> [Aufgaben]
**A.** Was gibt es laut dem Text über den Luxemburger Wohnungsmarkt nicht?
**B.** Führe den Text über den Luxemburger Wohnungsmarkt ab seinem letzten Satz fort.

> [Textauszug]
Luxemburgs Wohnungsmarkt ist ein schwarzes Loch. Nicht aus finanzieller Sicht, sondern aus rein informativer, denn: Ein nationales Bautenregister gibt es nicht. Auf Basis der Luxemburger Volkszählung kristallisieren sich dennoch einige signifikante Entwicklungen der vergangenen Jahrzehnte heraus. Besonders bei den daraus resultierenden Ungleichheiten haben Antoine Paccoud und Magdalena Gorczynska, alle beide Forscher am Luxembourg Institute of Socio-Economic Research (LISER), in Zusammenarbeit mit dem Statec einige vermeintliche Evidenzen herausgearbeitet, die nun auch statistisch greifbar sind.

> [Datenliste]
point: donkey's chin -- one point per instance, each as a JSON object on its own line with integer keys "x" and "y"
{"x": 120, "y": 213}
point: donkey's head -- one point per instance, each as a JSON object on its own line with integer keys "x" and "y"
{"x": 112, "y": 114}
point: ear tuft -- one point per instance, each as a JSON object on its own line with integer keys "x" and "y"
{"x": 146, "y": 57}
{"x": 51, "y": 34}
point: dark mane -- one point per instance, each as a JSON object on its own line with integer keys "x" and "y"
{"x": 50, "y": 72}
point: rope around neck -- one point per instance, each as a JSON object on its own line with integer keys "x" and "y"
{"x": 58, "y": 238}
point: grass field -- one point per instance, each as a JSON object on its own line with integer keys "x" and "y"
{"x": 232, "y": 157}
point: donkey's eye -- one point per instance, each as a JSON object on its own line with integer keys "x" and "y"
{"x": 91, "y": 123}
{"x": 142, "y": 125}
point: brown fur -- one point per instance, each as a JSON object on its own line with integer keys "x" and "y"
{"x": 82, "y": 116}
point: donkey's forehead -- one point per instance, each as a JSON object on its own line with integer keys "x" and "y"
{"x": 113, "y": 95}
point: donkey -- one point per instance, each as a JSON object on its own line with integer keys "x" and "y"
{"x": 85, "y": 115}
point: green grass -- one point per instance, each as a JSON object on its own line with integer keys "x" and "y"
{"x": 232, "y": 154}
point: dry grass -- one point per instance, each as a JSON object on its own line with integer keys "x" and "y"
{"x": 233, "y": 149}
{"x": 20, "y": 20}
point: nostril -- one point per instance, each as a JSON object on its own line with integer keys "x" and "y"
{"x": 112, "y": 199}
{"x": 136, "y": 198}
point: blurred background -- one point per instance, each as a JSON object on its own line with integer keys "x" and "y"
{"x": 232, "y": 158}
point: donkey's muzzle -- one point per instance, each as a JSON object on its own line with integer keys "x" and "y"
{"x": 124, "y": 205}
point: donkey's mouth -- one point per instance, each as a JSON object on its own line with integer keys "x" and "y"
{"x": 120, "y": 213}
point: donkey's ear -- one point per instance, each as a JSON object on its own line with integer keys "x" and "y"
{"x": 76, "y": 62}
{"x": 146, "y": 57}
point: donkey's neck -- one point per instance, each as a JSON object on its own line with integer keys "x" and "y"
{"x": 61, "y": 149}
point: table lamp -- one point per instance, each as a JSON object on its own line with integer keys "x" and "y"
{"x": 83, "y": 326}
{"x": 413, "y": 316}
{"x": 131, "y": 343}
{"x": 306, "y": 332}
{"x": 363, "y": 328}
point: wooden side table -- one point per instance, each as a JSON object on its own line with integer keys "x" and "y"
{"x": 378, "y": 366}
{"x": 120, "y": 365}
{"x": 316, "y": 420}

> [Erwartete Antworten]
**A.** Ein nationales Bautenregister.

**B.**
Der proportionale Anteil an Einfamilienhäusern und Apartments am Gesamtimmobiliar des Großherzogtums hat sich zwischen 2011 und 2021 ins Gegenteil verkehrt. 2011 waren 55,6 Prozent der Wohnimmobilien Luxemburgs Häuser, 2021 stellen sie nur noch 45,9 Prozent der Wohneinheiten dar. Dahingegen stellen Apartments seit 2021 mit 52,8 Prozent die Mehrheit der Wohnimmobilien in Luxemburg. Nachvollziehbar ist auch, dass die Mehrheit der Luxemburger Einwohner – trotz Umkehr beim Wohnungstypus – in Häusern wohnt. Das lässt sich beispielsweise dadurch erklären, dass Häuser mehr Bewohner beherbergen können als Apartments.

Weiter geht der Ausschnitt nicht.